== PROVIDED PASSAGE ==

I have to admit, it’s interesting to see someone waxing poetic about the declining birthrate in this country. Not sure if I agree if it is something to be lamented, but the “overpopulation” argument is getting a little boring – even though it’s one I believe in.

It is one conservative man’s opinion I’m speaking of – but it is an interesting one. Ross Douthat, New York Times blogger and writer wrote a column today about America’s declining birthrates. Apparently, the birth rate “plunged with the stock market” in 2008 and hasn’t fully recovered. U.S. birthrates hit the lowest rate ever in 2011, with just 63 births per 1,000 women.

He attributes this decline to the usual suspects; an unstable economy, a decline in immigrant birthrates, and shifting family structures – or as he refers to it, “a broader cultural shift away from a child-centric understanding of romance and marriage.”

But he sums up with a view that I can’t really get behind. Douthat seems to think the main reason so many are retreating from child-rearing is because we are all a bunch of  decadent, lazy jerks. I’m paraphrasing a little:

The retreat from child rearing is, at some level, a symptom of late-modern exhaustion — a decadence that first arose in the West but now haunts rich societies around the globe. It’s a spirit that privileges the present over the future, chooses stagnation over innovation, prefers what already exists over what might be. It embraces the comforts and pleasures of modernity, while shrugging off the basic sacrifices that built our civilization in the first place.

===
== RAW DATA ==

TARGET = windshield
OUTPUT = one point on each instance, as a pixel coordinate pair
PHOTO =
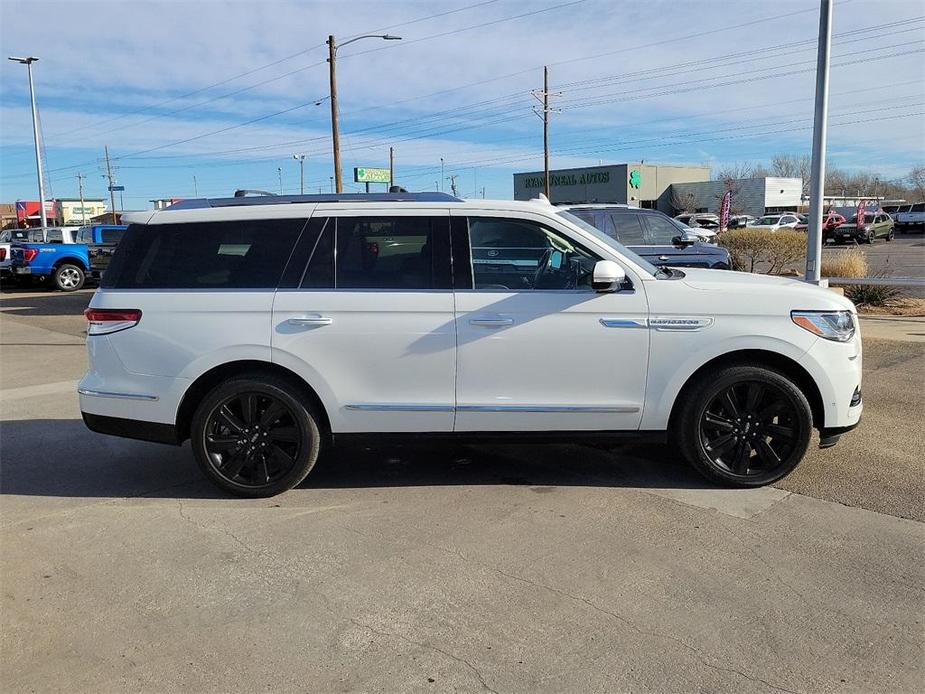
(609, 241)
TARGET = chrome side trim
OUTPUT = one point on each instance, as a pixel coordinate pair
(575, 409)
(623, 322)
(397, 407)
(120, 396)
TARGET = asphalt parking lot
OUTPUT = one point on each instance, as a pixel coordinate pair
(505, 569)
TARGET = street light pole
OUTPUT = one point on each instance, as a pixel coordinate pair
(35, 135)
(820, 124)
(335, 128)
(301, 159)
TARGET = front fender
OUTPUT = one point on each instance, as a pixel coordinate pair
(668, 375)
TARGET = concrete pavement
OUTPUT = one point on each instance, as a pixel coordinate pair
(506, 569)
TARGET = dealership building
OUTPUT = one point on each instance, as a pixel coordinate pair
(639, 184)
(754, 196)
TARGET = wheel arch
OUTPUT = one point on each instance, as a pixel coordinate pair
(72, 260)
(211, 378)
(757, 357)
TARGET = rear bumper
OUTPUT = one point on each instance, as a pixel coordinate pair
(131, 428)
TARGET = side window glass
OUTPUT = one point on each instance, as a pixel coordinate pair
(661, 231)
(392, 253)
(627, 229)
(111, 235)
(517, 255)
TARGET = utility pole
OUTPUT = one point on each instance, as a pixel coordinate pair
(80, 186)
(35, 136)
(335, 128)
(391, 167)
(820, 124)
(112, 193)
(543, 98)
(301, 159)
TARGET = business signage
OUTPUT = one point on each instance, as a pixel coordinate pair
(366, 174)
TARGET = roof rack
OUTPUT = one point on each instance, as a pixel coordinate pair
(201, 203)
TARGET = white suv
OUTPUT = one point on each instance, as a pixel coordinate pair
(266, 329)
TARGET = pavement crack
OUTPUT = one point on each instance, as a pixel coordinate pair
(212, 528)
(436, 649)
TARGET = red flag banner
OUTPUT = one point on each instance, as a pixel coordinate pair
(724, 210)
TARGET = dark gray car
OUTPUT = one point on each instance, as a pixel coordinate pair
(653, 235)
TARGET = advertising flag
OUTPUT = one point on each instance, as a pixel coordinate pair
(724, 211)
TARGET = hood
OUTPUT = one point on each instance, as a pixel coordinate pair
(791, 291)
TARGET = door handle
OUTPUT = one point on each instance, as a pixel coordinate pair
(316, 319)
(492, 322)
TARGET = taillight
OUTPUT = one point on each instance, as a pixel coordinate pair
(104, 321)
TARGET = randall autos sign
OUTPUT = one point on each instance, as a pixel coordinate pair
(569, 179)
(365, 174)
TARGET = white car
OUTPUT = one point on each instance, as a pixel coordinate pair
(266, 329)
(773, 222)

===

§ TO DO:
a) List the causes that, according to the birthrate post, Douthat attributes the decline in U.S. birthrates to.
b) What was the U.S. birthrate in 2011, according to the birthrate post?

§ ANSWERS GIVEN:
a)
An unstable economy
A decline in immigrant birthrates
Shifting family structures

b) 63 births per 1,000 women, the lowest rate ever.